Work item: Restate the material verbatim, every line included.

----

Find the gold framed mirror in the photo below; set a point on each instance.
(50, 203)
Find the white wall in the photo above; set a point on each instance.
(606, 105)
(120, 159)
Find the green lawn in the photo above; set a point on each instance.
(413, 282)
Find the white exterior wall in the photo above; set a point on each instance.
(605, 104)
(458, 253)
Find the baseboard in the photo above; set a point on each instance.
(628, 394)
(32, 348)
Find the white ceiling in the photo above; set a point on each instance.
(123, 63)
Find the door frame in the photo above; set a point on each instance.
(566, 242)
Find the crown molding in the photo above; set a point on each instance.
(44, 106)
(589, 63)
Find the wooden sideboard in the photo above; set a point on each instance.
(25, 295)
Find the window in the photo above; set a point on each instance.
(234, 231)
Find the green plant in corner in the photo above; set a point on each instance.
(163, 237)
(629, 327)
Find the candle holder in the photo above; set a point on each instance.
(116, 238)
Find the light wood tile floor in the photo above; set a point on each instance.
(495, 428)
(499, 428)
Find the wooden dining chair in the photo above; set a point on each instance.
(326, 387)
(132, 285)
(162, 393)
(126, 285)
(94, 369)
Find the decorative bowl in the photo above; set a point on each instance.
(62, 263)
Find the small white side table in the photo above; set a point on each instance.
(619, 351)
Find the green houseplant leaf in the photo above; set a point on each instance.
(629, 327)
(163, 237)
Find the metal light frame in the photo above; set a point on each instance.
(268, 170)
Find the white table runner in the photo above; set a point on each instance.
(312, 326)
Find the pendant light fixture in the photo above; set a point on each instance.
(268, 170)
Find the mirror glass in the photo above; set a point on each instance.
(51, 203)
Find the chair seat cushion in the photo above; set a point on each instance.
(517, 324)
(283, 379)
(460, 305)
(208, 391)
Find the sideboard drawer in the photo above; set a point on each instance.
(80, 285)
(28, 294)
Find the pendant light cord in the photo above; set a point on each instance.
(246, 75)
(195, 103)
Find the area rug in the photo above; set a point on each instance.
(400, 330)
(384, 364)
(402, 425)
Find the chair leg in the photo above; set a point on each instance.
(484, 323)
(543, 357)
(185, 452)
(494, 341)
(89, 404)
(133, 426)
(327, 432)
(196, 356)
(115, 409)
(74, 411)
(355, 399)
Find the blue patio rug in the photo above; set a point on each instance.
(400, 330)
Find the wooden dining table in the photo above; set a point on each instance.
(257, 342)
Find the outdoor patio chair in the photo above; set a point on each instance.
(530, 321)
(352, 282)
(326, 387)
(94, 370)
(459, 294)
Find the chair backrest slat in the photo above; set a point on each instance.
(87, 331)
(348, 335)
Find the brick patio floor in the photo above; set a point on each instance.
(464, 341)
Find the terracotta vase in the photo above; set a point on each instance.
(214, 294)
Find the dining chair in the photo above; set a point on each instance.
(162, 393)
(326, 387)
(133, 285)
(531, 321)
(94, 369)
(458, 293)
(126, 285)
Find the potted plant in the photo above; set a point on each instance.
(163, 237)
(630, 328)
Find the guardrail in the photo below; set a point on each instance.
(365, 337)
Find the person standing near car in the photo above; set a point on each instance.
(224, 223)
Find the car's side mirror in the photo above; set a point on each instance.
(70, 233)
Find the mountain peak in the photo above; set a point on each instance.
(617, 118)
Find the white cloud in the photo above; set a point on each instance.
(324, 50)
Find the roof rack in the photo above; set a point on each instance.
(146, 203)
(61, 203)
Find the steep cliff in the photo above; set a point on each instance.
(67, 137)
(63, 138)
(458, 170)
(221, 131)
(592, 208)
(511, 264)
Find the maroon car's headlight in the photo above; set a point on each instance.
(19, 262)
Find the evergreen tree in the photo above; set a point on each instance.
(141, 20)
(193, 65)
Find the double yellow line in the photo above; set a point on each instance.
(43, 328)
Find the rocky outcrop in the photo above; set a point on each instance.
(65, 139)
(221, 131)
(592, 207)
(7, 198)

----

Answer space:
Find the gold framed mirror in the photo below; set a point on each instance.
(50, 203)
Find the white wall in the photo above; set a point on each instance.
(606, 105)
(120, 159)
Find the green lawn in the photo above; set a point on each instance.
(413, 282)
Find the white exterior wall in the photo above; set a point on each instance.
(605, 104)
(458, 253)
Find the baseboard in the photo above; set a point on each instance.
(628, 394)
(32, 348)
Find the white ceiling in the photo above; set a point on each instance.
(123, 63)
Find the door frame in the photo above; set a point on each instance.
(566, 242)
Find the crown molding in the photo above; set a point on each instance.
(44, 106)
(589, 63)
Find the wooden sideboard in the photo above; set a point on each instance.
(25, 295)
Find the window in the photo above; set a point on each instance.
(234, 231)
Find the green plant in corner in the photo above; set a point on each instance.
(163, 237)
(629, 327)
Find the candle holder in the photo above; set a point on each instance.
(116, 238)
Find the light wood tile floor in the photo above; set a point on each instance.
(495, 428)
(499, 428)
Find the wooden dining chair in the photo above; set a point on each instance.
(326, 387)
(132, 285)
(162, 393)
(126, 285)
(94, 369)
Find the decorative bowl in the photo above; set a point on each instance.
(62, 263)
Find the small white side table in the photo above; set a point on each instance.
(619, 351)
Find the green houseplant leaf in the photo above; set a point on each instance.
(629, 327)
(163, 237)
Find the metal light frame in the photo above; set a point on each instance.
(268, 170)
Find the white table runner in the photo above; set a point on each instance.
(312, 326)
Find the pendant light fixture in the photo above; set a point on each instance.
(268, 170)
Find the mirror glass in the photo above; set a point on each instance.
(51, 203)
Find the chair seat cushion in the photo above; set a point on each instance.
(517, 324)
(283, 379)
(460, 305)
(208, 391)
Find the sideboard drawer in the photo above; set a point on each instance.
(80, 285)
(28, 294)
Find the pendant light cord in the photo above; set a point on each instance.
(246, 75)
(195, 103)
Find the area rug in the photo above; set a point on each instance.
(400, 330)
(384, 364)
(402, 425)
Find the chair leg in the photo above; set a point on each instance.
(484, 323)
(543, 357)
(185, 452)
(494, 341)
(89, 404)
(133, 426)
(327, 432)
(196, 356)
(115, 409)
(74, 411)
(355, 399)
Find the blue patio rug in the photo above; set a point on each instance.
(400, 330)
Find the wooden dining table in the photo above; set a point on each instance.
(257, 342)
Find the outdoor patio chair in the photo above; set a point on each instance.
(530, 321)
(352, 282)
(326, 387)
(94, 370)
(459, 294)
Find the chair backrest slat in the photo above; set a point on each instance.
(87, 331)
(348, 335)
Find the brick patio floor in the photo above; set a point on each instance.
(464, 341)
Find the terracotta vase in the photo above; set a point on each instance.
(214, 294)
Find the dining chair in the photo above; set a point on each instance.
(162, 393)
(326, 387)
(133, 285)
(531, 321)
(94, 369)
(458, 293)
(126, 285)
Find the potted plant in the photo above; set a point on each instance.
(163, 237)
(630, 328)
Find the guardrail in the photo below; set a point on each instance.
(365, 337)
Find the person standing near car in the photo above; set a point on each instance.
(224, 223)
Find the car's side mirror in the photo above; set a point on each instance.
(70, 233)
Find the mountain peak in the photo above; set a point on each instance.
(617, 118)
Find the white cloud in the photo above; set a point on each instance.
(324, 50)
Find the roof rack in the photo above; set a point on each instance.
(146, 203)
(61, 203)
Find the steep cliff in the photo above; set a point on each instance.
(67, 137)
(63, 138)
(458, 170)
(221, 131)
(592, 208)
(511, 264)
Find the maroon car's headlight in the photo above; set a point on each instance.
(19, 262)
Find the evergreen tree in the photo above; set a point on each instance.
(141, 20)
(193, 65)
Find the double yellow line in the photo above; set a point on each instance.
(43, 328)
Find the rocky outcrop in the photo above; set a point on each instance.
(65, 139)
(221, 131)
(592, 207)
(7, 198)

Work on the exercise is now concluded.